§ **Provided material**:
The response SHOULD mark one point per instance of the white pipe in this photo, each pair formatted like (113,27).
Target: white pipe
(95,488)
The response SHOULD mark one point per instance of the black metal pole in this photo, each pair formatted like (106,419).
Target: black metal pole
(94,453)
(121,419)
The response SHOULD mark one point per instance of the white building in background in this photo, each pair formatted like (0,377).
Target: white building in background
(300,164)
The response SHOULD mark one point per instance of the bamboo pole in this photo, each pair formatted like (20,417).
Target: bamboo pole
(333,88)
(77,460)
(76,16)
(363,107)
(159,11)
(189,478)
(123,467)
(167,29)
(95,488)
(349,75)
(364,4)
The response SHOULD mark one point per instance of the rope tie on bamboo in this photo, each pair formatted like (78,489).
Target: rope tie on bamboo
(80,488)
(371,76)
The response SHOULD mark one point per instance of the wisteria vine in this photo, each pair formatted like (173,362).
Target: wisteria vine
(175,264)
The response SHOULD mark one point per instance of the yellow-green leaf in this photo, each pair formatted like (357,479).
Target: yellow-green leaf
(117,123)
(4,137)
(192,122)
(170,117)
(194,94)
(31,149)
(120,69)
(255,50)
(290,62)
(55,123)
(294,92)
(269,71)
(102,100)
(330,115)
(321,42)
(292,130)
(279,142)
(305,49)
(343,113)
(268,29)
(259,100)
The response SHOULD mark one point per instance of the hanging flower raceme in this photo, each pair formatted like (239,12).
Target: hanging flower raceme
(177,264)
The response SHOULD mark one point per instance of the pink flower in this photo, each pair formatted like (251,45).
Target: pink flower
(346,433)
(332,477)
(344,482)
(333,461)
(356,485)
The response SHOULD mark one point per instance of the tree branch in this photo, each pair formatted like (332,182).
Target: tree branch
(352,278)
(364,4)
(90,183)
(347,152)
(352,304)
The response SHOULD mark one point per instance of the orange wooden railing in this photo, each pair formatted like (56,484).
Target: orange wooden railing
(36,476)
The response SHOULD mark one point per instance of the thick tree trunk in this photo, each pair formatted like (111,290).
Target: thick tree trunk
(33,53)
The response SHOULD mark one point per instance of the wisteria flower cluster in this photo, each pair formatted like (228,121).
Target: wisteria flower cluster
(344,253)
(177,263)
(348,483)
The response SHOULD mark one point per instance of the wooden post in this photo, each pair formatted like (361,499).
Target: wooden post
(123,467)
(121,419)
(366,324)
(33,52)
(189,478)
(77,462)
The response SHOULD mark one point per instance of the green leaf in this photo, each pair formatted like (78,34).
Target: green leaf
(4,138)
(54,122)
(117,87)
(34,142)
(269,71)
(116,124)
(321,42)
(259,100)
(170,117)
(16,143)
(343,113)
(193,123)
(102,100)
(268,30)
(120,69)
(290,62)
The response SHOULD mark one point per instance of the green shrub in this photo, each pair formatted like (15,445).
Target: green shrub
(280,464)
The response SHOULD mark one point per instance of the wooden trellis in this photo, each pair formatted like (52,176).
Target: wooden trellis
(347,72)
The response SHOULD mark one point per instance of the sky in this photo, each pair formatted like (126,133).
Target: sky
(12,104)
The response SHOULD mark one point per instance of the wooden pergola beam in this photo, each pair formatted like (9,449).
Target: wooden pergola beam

§ **Task objective**: Every record needs to be written out again, exactly as it was given.

§ **Exercise response**:
The response SHOULD mark one point per instance of the white pipe in this photo, each pair formatted like (113,27).
Target: white pipe
(95,488)
The response SHOULD mark one point per instance of the black metal pole in this photo, each pair formatted like (106,419).
Target: black metal pole
(94,453)
(121,419)
The response SHOULD mark one point per instance of the white building in background in this photo, each pair formatted like (0,377).
Target: white building in background
(300,164)
The response SHOULD mark one point per instance of the bamboo pole in this photo, each pair formatted like (20,417).
Target: bamboo pole
(333,88)
(77,460)
(76,16)
(363,107)
(159,11)
(189,478)
(123,467)
(167,29)
(95,488)
(349,75)
(364,4)
The response SHOULD mark one point per instance of the rope tie on bamboo in this photo, each pair formatted like (78,489).
Target: rope tie on bamboo
(80,488)
(371,76)
The response SHOULD mark one point per instance of the wisteria vine in this photo, each pair formatted like (173,362).
Target: wisteria vine
(175,264)
The response SHOULD mark one point per instance of the yellow-green leaf in this photo, each pair formatted like (357,479).
Target: yellow-green leaf
(117,123)
(4,137)
(192,122)
(170,117)
(194,94)
(31,149)
(120,69)
(255,50)
(290,62)
(55,123)
(294,92)
(269,71)
(102,100)
(330,115)
(321,42)
(292,130)
(279,142)
(305,49)
(343,113)
(268,29)
(259,100)
The response SHOULD mark one point per instance of the hanging flower raceme in this photo, each pair formatted like (239,12).
Target: hanging flower raceme
(177,264)
The response SHOULD mark one point per instance of the pink flower in this photo, each pair formatted like (251,45).
Target: pink flower
(346,433)
(332,477)
(344,482)
(333,461)
(356,485)
The response SHOULD mark one point per instance of the tree branch in this photo, each pair formatted like (332,182).
Target: tree branch
(352,278)
(364,4)
(90,183)
(347,152)
(352,304)
The response SHOULD mark one point per instance of the orange wooden railing in this photo, each pair formatted like (56,484).
Target: orange wooden railing
(36,476)
The response SHOULD mark one point per instance of the thick tree trunk in this photo, each pair formatted like (111,290).
Target: thick tree trunk
(33,53)
The response SHOULD mark one point per instance of the wisteria flower cluster in this photo, each pair formatted like (228,121).
Target: wisteria flower cluster
(344,253)
(177,263)
(348,483)
The response SHOULD mark one point per instance of the wooden post in this photo, each pair formatted like (361,499).
Target: wooden post
(123,467)
(121,419)
(366,324)
(33,52)
(189,478)
(77,462)
The response SHOULD mark one point per instance of the green leaf in this photo, each pair formatted like (78,34).
Target: green leaf
(4,138)
(54,122)
(117,87)
(34,142)
(269,71)
(116,124)
(321,42)
(259,100)
(170,117)
(16,143)
(343,113)
(193,123)
(102,100)
(268,30)
(120,69)
(290,62)
The response SHOULD mark one point per instance of the green shrub in this photo, each pair formatted like (15,445).
Target: green shrub
(280,464)
The response SHOULD mark one point per instance of the wooden trellis in this photo, each pair formatted like (52,176).
Target: wooden trellis
(347,72)
The response SHOULD mark one point per instance of the sky in this photo, each pair formatted like (126,133).
Target: sky
(12,104)
The response SHOULD mark one point per instance of the wooden pergola beam in this photo, each pair formatted like (9,449).
Target: wooden pergola beam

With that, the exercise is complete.